Data shown:
BEGIN

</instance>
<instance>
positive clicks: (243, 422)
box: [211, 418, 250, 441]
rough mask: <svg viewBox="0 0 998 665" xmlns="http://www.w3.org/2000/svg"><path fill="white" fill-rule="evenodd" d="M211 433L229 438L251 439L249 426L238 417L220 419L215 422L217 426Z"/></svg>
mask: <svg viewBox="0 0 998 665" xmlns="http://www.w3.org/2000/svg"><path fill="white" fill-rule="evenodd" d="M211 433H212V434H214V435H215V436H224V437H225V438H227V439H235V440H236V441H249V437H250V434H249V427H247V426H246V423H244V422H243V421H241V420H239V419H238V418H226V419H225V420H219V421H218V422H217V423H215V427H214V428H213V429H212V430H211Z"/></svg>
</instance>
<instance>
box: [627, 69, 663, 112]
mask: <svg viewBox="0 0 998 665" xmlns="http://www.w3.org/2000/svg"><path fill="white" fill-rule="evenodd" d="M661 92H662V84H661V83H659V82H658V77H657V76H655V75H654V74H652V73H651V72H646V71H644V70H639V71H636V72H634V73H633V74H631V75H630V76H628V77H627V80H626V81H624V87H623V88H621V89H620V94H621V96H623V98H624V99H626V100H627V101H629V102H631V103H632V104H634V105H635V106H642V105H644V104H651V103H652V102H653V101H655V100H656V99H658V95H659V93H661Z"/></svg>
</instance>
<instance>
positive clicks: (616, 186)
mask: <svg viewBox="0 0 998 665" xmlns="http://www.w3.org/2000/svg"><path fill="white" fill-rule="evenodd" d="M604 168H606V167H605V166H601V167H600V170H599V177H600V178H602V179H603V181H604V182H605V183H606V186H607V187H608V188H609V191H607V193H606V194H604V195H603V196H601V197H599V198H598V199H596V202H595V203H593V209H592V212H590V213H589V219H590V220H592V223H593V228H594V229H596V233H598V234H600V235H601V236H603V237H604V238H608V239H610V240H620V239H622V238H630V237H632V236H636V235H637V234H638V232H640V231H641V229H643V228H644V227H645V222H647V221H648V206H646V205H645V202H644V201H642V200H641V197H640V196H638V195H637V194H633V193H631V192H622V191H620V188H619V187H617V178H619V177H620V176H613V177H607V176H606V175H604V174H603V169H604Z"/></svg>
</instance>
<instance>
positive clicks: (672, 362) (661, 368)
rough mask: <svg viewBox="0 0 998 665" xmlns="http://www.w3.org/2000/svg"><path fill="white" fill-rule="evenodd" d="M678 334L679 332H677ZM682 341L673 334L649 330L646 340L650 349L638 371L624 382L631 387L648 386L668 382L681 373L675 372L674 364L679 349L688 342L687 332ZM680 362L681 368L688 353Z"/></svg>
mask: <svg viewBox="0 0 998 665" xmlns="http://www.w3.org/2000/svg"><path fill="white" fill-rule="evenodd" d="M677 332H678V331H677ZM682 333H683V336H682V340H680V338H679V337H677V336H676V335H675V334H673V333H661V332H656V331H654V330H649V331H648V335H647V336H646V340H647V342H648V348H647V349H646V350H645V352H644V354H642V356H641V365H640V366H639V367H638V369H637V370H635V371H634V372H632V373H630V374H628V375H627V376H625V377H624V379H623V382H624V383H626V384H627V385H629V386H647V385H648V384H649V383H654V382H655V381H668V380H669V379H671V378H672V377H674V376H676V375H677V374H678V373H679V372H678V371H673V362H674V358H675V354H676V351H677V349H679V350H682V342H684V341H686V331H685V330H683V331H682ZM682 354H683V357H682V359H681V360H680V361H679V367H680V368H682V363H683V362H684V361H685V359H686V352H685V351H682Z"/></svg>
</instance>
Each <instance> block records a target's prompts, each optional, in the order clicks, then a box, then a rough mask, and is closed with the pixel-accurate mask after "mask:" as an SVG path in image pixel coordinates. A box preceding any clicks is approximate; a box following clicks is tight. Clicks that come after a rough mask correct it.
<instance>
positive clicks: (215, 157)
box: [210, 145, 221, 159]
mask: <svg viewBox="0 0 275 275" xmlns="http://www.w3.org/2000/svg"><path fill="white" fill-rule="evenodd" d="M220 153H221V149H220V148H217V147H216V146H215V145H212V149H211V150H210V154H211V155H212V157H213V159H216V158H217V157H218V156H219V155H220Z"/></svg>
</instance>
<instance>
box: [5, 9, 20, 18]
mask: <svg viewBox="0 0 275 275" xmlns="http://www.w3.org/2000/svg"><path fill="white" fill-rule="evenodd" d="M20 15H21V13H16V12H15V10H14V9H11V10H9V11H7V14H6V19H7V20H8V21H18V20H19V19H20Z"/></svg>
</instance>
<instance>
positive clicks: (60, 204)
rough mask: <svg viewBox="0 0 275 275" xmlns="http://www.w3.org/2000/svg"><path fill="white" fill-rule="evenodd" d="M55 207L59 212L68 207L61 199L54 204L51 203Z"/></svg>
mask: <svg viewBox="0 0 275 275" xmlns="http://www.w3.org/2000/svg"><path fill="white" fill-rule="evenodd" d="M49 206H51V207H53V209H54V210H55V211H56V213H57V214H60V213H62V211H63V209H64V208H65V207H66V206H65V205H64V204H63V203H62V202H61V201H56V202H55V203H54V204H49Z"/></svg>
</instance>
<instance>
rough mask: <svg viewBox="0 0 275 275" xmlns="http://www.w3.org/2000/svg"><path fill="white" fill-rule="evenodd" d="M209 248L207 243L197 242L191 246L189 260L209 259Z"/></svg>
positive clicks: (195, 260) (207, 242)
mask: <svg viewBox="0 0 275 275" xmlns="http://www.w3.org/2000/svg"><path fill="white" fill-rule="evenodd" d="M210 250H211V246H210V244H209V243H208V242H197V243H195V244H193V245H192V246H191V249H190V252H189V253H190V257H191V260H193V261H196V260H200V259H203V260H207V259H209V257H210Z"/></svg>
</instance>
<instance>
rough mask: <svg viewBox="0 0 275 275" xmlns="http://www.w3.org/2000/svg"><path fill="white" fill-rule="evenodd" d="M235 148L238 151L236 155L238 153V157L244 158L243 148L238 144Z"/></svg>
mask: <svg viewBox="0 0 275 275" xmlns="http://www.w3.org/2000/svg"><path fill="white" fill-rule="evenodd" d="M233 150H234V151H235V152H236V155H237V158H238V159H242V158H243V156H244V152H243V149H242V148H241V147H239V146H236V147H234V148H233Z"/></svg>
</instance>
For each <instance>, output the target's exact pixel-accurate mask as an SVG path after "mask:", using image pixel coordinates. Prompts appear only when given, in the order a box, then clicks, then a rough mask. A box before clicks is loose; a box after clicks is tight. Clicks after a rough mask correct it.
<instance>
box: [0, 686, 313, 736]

END

What the task asks:
In the material, find each line with the word "then" and list it.

Solution for this task:
Each <instance> block records a target's prompts, each optional, in the order clicks, then a box, then a rough mask, and is closed with the pixel-accurate mask after "mask:" as an SVG path in image pixel coordinates. A box preceding any clicks is approximate; a box following clicks is tight. Clicks that come after a rough mask correct it.
For each <instance>, output the target's exact pixel-accurate mask as an SVG path after "mask:", using image pixel coordinates. Prompts appear only when given, in the order a box, then clicks, then a rough mask. A box before clicks is loose; a box after clicks is tight. Clicks after a rough mask correct it.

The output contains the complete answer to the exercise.